**Written request**
Which lines in the entries below contain the word "orange"? Extract every such line in full, matching case exactly.

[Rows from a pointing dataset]
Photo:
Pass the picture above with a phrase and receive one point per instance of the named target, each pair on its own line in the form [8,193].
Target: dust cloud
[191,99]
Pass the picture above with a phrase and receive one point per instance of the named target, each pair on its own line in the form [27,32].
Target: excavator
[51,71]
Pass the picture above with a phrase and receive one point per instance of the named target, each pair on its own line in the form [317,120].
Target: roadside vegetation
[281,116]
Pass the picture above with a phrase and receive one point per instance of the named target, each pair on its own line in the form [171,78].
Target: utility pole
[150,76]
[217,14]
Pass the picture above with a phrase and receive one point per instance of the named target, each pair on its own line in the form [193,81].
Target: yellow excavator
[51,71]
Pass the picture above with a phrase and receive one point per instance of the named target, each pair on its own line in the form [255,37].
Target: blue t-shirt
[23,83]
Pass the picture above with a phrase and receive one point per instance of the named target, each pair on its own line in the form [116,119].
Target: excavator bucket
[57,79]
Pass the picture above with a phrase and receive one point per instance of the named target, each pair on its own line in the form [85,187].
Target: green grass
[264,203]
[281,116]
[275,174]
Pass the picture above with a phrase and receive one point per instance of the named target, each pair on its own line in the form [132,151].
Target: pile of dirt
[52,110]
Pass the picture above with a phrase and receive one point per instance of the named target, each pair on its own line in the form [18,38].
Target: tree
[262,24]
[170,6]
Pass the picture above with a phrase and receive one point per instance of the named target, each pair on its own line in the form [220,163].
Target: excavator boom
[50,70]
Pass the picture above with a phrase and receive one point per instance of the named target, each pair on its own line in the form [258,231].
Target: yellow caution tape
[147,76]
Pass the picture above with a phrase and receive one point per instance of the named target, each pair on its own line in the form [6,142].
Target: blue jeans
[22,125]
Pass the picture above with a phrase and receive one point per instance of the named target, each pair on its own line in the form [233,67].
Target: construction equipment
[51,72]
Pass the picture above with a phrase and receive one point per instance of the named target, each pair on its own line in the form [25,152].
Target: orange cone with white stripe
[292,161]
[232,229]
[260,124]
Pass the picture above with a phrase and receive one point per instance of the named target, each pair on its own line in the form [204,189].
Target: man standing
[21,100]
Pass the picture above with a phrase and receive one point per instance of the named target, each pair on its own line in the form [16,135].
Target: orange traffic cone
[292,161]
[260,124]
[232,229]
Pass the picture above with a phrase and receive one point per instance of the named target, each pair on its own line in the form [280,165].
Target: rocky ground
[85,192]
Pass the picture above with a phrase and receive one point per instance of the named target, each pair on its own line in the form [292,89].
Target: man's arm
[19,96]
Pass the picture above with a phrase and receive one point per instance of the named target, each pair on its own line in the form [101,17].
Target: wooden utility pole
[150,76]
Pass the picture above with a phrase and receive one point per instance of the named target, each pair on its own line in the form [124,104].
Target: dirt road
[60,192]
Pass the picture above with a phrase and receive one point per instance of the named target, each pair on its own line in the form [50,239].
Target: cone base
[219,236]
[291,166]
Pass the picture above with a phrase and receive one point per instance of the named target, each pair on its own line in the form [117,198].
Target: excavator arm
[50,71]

...

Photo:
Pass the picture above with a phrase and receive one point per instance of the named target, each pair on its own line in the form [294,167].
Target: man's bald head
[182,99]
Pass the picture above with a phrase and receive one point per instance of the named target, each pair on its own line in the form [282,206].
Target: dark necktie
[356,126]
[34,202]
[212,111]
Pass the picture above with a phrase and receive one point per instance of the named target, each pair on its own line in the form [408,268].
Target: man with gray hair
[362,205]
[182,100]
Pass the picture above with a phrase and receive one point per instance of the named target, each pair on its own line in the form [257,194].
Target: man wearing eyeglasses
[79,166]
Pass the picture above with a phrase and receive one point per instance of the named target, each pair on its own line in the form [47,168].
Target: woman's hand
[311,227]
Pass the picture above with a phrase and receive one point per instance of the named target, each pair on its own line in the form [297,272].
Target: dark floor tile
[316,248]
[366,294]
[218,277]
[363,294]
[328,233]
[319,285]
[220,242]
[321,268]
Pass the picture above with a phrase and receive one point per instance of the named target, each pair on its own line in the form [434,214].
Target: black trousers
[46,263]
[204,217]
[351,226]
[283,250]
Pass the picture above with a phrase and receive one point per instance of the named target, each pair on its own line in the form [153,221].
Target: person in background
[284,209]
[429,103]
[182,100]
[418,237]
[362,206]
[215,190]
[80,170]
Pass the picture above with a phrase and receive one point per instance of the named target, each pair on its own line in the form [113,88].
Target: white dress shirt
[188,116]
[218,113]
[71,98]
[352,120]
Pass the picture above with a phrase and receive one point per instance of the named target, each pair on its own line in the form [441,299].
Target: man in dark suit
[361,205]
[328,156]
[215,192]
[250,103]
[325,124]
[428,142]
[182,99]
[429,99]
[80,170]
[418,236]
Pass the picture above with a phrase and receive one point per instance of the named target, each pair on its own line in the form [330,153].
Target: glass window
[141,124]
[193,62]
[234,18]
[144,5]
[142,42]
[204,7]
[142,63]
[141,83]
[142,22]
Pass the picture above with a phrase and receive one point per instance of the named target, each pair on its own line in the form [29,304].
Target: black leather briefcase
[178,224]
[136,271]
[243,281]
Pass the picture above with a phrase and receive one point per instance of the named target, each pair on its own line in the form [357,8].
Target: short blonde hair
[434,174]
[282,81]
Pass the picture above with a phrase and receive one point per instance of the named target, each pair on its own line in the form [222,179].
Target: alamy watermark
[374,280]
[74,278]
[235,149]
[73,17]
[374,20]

**Solution for this exercise**
Target: orange cone with white stripe
Target: orange traffic cone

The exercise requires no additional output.